*Text passage*:

The disposal of military equipment, particularly outside of Australia, presented a challenge to the Disposals Commission. At the end of the war inadequate preparations were made for the storage of equipment in New Guinea, and many stores were stolen by soldiers, native New Guineans and 'salvage pirates' or damaged by the tropical conditions. Sales of stocks in those areas were completed at the end of 1946, often at very low prices, but much equipment was stolen. Specialised military equipment also proved difficult to dispose of given its unsuitability for civilian purposes. Bombs and other explosives were destroyed after any scrap metal was recovered and large numbers of combat aircraft had to be scrapped due to a worldwide glut. Training aircraft and other aeronautical equipment were sold to the public and other government agencies. Demand for tanks and Universal Carriers, which could be converted to tractors, was greater than expected.

*Exercise data*:
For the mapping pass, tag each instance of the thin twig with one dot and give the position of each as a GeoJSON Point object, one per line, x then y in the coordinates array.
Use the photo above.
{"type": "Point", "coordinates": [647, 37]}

*Task prompt*: Pick up the passage about disposing of Australia's surplus military equipment after the war and continue it from its last sentence. The data has nothing to do with the text.

*Exercise output*:
The Disposals Commission's activities peaked during 1946 and 1947. Sales generally went smoothly and in accordance with the principles set by the government and did not significantly disrupt normal commerce. While the commission generally operated efficiently, some mistakes occurred such as clothing and scrap metal being sold well beneath their market value. The volume of sales dropped rapidly after 1947 and the Disposals Commission was disbanded in July 1949. By this time the commission had sold £135,189,000 worth of equipment.